§ **THE REQUEST**
Please list every line in the records below that contains the word "belt", copying each such line in full.

§ **ENTRIES**
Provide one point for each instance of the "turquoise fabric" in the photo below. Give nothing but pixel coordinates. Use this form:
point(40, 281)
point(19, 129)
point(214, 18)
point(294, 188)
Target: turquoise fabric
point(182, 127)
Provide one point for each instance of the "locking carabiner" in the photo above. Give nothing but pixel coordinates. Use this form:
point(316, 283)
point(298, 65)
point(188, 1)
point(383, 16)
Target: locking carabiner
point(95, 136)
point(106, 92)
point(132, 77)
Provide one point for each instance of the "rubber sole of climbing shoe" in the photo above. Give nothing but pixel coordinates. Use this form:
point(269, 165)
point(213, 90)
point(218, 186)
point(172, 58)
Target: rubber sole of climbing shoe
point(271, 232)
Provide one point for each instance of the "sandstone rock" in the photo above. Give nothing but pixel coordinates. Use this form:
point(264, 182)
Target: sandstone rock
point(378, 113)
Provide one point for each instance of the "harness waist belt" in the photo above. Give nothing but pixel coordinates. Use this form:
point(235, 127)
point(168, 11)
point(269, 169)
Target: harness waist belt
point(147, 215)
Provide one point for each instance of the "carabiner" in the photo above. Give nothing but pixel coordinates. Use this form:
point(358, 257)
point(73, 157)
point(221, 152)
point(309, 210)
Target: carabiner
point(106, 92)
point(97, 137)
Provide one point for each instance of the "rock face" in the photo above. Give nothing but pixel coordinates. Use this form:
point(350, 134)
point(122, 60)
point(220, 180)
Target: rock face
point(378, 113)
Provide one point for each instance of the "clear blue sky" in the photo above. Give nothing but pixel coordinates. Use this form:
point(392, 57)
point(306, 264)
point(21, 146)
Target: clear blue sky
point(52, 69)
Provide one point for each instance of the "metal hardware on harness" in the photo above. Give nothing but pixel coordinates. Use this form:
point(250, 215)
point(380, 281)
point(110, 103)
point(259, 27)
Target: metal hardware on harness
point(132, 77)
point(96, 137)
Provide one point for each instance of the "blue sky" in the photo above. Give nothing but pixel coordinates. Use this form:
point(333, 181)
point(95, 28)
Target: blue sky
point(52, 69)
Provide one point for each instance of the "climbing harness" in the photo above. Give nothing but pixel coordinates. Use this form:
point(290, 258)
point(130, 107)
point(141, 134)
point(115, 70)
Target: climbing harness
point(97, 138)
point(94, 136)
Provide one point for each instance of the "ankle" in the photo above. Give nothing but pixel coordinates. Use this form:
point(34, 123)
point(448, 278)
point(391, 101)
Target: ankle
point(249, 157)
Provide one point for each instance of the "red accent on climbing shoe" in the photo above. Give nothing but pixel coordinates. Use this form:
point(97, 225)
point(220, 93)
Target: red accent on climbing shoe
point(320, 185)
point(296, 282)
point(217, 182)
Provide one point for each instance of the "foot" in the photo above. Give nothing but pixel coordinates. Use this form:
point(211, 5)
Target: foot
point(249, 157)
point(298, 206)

==

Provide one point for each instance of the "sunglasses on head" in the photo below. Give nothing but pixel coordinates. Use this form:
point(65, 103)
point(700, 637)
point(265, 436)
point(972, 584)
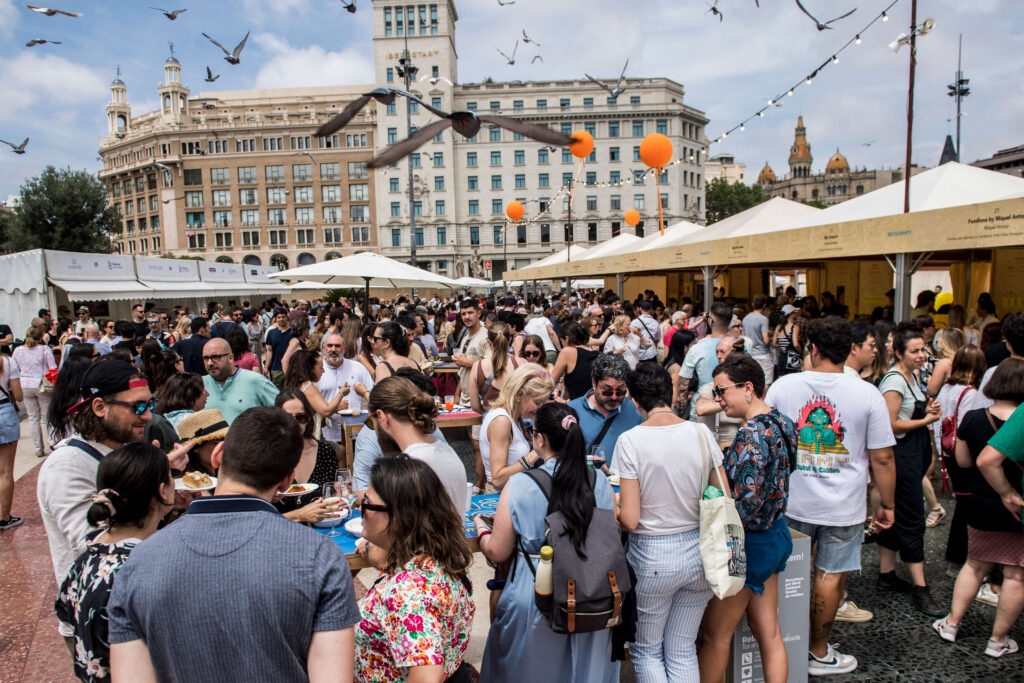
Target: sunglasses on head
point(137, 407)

==

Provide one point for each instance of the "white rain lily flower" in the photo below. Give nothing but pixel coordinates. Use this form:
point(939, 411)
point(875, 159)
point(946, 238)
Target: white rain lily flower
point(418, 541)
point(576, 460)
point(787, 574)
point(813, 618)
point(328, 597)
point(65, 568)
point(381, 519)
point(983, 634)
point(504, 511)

§ **TASK ANSWER**
Provide one point for each instance of the "harness waist belt" in the photo above. Give nothing but pixel coordinates. Use this form:
Target: harness waist belt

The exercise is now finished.